## Task details
Output the lines of the data below as a Markdown table with columns Row and Text, starting at the line containing "Task: place a pin on each instance of the dirt shoreline." and continuing through the last line of the data, both included. Number the rows in Row, and skip any blank lines.

## Input data
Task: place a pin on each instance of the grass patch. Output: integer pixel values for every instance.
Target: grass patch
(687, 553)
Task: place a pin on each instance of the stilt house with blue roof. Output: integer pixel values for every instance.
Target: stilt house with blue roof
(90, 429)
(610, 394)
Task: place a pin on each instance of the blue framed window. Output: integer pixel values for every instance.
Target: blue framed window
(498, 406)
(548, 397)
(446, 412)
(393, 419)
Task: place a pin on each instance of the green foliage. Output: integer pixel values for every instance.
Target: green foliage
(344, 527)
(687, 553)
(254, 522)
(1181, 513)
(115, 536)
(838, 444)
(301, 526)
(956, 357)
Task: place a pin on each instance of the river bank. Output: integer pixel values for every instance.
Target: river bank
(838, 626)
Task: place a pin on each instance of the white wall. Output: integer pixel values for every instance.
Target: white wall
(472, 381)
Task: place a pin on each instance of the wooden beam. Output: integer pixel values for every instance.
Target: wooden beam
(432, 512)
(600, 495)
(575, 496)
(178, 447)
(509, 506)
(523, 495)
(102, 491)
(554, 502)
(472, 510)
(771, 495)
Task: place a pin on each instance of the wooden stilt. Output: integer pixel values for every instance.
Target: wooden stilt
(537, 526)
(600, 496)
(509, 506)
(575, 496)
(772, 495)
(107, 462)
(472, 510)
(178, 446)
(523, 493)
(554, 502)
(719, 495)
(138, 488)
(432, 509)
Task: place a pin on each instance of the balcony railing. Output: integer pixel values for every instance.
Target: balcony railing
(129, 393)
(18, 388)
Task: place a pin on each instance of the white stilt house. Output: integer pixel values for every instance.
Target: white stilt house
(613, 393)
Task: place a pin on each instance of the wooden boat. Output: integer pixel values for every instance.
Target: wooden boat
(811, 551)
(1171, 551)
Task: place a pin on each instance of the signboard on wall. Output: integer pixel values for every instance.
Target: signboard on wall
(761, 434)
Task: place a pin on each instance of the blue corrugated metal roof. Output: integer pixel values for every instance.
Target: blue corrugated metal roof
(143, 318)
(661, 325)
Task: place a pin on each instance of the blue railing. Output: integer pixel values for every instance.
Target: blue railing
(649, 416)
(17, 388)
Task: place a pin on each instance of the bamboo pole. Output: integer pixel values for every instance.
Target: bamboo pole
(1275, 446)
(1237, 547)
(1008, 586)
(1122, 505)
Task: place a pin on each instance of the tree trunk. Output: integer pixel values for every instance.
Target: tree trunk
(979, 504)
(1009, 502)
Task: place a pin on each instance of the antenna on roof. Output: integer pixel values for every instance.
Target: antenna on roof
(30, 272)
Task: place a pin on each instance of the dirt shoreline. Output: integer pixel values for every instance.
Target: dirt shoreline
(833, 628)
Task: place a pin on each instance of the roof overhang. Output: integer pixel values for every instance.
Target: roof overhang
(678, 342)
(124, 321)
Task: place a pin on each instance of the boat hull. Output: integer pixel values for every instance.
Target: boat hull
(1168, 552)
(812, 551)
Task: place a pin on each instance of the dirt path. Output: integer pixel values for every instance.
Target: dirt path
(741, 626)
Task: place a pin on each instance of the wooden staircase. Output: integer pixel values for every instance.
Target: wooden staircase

## Answer in full
| Row | Text |
|---|---|
| 1 | Task: place a pin on each instance of the dirt shoreline. Output: integer pixel values for every instance. |
| 2 | Target: dirt shoreline |
| 3 | (833, 628) |
| 4 | Task: place a pin on each instance of the roof overhang. Output: integer pixel values for every instance. |
| 5 | Target: roof overhang |
| 6 | (678, 342) |
| 7 | (124, 321) |
| 8 | Task: place a pin on each instance of the boat hull. Output: integer pixel values for every instance. |
| 9 | Target: boat hull |
| 10 | (1168, 552) |
| 11 | (812, 551) |
| 12 | Task: place a pin on each instance of the dirt path. Output: integer pixel values for every instance. |
| 13 | Target: dirt path |
| 14 | (741, 626) |
| 15 | Task: place a pin on each instance of the wooden staircase. Output: integer pixel values for every instance. |
| 16 | Target: wooden staircase |